MATERIAL PROVIDED START
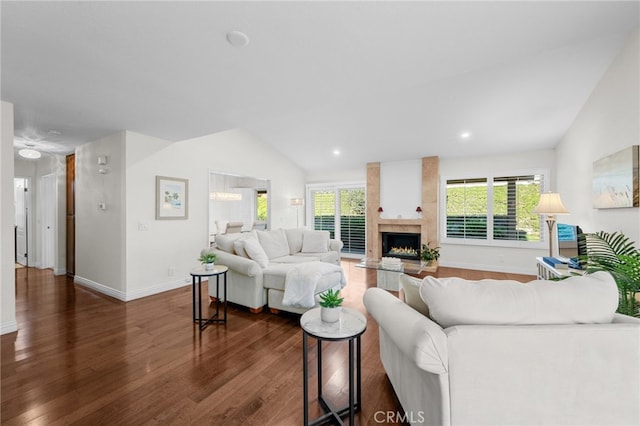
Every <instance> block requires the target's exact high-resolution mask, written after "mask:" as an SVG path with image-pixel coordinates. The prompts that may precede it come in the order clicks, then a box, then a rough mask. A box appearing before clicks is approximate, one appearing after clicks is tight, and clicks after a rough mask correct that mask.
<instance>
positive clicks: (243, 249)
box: [233, 239, 249, 257]
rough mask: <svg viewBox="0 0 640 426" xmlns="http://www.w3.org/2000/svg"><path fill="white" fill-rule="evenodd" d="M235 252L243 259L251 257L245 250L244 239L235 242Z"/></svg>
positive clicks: (241, 239) (234, 246)
mask: <svg viewBox="0 0 640 426" xmlns="http://www.w3.org/2000/svg"><path fill="white" fill-rule="evenodd" d="M233 251H234V252H235V253H236V254H237V255H238V256H242V257H249V255H248V254H247V251H246V250H245V249H244V239H239V240H235V241H234V242H233Z"/></svg>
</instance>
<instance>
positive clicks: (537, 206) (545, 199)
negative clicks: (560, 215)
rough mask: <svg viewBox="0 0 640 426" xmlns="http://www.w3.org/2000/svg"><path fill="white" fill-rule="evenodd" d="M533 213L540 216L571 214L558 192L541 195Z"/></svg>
mask: <svg viewBox="0 0 640 426" xmlns="http://www.w3.org/2000/svg"><path fill="white" fill-rule="evenodd" d="M533 212H534V213H538V214H569V210H567V209H566V208H565V207H564V205H563V204H562V200H561V199H560V194H558V193H557V192H545V193H544V194H540V201H539V202H538V205H537V206H536V208H535V209H533Z"/></svg>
MATERIAL PROVIDED END
# ASSIGNED TASK
State how many lines of the material contain the string "instance", with no other words.

# COMPLETED TASK
4